> _YOUR TASK_:
Rewrite the items from the line containing "The component shall return one point per instance of the silver" through the end, changing "compact camera" to "point-and-shoot camera" and leaving everything else unchanged.

-- START --

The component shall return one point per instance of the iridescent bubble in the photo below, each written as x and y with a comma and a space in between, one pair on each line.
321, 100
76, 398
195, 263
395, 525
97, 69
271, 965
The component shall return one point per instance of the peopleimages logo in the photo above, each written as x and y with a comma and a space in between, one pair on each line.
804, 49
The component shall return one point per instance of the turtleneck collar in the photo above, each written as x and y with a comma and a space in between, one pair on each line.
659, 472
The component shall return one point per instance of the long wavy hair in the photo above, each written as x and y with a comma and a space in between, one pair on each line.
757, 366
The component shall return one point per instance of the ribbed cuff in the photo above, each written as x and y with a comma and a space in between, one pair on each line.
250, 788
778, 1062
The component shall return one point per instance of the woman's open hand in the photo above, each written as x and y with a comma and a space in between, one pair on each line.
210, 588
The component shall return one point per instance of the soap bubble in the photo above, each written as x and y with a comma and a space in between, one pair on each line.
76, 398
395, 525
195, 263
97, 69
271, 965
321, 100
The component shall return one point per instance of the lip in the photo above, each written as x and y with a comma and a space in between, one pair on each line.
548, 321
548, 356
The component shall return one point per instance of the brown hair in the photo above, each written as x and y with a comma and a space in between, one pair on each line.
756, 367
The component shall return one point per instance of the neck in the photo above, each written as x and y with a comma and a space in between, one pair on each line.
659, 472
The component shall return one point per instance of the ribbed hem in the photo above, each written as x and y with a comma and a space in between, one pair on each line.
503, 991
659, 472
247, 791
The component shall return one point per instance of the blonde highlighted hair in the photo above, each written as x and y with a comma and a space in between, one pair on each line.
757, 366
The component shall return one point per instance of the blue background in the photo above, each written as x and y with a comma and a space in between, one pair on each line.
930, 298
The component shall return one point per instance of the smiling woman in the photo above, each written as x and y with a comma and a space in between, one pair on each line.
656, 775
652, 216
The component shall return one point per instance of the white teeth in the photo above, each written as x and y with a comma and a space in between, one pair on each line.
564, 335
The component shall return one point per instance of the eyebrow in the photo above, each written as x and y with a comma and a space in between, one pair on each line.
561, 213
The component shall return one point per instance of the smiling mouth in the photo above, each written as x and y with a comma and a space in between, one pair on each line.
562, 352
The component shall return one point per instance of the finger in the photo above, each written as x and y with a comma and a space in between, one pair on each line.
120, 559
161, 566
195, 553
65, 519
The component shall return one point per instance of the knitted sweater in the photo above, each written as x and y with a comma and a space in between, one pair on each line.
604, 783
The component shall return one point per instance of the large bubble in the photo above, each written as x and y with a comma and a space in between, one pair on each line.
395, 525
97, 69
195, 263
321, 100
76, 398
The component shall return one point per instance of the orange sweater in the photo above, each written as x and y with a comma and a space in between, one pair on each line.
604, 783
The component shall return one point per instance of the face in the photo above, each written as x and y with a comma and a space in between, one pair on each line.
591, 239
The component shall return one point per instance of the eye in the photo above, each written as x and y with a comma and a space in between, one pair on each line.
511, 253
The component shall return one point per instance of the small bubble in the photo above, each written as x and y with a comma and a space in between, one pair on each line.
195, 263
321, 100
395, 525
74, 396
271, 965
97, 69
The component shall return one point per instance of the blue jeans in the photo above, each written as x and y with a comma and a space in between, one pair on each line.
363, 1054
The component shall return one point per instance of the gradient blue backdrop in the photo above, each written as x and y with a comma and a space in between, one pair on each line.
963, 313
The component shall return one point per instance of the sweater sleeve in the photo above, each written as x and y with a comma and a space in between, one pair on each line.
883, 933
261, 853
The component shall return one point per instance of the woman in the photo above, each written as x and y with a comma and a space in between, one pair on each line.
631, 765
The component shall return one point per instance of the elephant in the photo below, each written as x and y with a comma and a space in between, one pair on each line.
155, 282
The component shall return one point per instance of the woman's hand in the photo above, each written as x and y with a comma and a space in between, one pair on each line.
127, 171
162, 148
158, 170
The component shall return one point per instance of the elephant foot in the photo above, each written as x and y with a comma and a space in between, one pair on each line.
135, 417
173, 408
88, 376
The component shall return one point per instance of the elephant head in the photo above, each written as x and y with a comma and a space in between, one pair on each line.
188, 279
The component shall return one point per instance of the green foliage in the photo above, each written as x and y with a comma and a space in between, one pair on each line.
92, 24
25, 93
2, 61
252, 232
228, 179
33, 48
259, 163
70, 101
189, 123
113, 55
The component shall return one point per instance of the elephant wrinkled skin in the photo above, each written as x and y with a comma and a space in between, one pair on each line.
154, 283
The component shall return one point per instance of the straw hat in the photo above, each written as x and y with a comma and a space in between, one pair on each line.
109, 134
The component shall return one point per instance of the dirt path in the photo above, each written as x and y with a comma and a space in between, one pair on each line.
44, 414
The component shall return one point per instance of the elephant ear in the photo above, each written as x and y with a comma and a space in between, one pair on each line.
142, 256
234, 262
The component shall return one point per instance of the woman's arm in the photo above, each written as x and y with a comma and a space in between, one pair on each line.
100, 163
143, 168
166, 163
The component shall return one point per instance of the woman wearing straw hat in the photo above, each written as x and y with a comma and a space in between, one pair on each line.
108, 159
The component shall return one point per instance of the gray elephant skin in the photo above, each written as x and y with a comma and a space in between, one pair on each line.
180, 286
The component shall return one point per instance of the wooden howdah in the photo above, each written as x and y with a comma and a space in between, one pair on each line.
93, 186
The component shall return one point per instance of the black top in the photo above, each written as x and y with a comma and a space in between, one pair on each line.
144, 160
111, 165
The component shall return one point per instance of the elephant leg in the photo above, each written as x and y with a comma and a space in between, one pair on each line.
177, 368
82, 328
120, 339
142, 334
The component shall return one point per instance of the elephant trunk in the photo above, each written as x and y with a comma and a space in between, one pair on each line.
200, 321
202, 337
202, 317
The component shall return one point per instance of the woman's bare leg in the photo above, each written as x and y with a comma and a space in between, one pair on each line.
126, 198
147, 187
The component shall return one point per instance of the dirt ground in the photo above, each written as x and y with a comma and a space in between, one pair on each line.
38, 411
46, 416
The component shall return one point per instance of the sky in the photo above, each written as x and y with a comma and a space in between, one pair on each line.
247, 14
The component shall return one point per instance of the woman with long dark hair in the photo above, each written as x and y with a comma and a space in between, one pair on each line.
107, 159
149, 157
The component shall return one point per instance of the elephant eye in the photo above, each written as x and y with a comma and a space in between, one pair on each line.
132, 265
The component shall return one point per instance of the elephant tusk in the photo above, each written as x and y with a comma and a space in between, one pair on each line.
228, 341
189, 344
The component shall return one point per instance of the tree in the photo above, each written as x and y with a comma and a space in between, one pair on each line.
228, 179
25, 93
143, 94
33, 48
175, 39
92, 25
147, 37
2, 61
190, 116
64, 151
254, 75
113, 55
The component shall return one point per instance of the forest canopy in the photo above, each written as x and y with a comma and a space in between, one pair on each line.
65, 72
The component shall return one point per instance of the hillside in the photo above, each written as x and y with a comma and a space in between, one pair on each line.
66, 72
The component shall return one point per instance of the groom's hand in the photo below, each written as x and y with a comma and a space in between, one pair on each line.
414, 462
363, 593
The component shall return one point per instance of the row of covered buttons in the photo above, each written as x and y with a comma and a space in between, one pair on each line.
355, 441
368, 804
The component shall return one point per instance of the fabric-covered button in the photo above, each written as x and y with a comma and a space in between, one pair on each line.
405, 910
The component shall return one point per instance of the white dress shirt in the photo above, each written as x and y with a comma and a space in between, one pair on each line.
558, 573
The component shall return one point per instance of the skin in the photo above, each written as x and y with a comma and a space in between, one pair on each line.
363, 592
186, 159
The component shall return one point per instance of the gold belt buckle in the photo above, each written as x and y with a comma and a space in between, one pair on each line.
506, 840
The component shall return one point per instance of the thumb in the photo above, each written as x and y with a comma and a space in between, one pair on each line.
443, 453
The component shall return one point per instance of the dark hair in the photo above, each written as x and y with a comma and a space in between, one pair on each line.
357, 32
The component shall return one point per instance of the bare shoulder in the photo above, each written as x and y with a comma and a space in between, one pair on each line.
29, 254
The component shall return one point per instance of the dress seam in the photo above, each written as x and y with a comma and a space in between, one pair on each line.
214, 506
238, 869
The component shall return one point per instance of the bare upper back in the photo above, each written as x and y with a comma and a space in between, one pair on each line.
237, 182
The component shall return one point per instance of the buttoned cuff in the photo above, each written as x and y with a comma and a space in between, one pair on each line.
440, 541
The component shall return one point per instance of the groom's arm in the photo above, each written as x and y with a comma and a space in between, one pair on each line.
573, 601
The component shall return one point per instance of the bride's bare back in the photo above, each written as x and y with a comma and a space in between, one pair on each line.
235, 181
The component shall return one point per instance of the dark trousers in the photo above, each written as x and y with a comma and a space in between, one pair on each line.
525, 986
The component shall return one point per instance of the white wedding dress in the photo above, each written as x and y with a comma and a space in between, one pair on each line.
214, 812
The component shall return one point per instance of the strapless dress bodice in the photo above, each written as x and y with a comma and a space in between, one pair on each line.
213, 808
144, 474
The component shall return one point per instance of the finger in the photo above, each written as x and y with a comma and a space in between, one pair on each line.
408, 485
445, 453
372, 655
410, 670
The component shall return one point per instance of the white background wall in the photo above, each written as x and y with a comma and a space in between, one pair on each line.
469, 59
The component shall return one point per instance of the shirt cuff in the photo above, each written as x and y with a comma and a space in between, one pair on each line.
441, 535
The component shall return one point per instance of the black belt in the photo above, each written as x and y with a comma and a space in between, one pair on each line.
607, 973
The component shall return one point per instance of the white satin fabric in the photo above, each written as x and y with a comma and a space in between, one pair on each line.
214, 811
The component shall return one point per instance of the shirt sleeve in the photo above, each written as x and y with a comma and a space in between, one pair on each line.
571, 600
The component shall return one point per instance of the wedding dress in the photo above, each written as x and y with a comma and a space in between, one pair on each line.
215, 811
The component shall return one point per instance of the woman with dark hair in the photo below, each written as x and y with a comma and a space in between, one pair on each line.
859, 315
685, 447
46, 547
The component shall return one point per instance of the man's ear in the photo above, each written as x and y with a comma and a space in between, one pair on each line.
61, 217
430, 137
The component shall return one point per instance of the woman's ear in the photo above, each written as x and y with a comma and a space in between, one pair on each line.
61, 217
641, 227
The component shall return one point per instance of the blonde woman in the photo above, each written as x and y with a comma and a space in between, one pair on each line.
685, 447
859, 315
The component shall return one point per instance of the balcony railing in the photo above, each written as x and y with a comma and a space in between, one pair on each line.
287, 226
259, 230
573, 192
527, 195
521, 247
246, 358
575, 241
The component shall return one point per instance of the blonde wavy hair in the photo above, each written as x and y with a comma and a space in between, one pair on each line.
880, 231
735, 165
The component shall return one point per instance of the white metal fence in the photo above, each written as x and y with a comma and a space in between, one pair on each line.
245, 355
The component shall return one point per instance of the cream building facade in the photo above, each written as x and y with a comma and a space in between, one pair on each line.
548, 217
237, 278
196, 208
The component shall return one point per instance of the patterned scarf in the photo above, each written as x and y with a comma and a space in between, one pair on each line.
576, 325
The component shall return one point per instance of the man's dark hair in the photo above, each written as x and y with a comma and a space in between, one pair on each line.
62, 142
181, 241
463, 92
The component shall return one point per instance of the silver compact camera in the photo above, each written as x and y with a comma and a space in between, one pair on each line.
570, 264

-- END --

> _WORKED SOLUTION_:
The component shall return one point per instance of the silver point-and-shoot camera in the photo above, each written as x and y with a comma and a space in between, one pair on each line.
570, 264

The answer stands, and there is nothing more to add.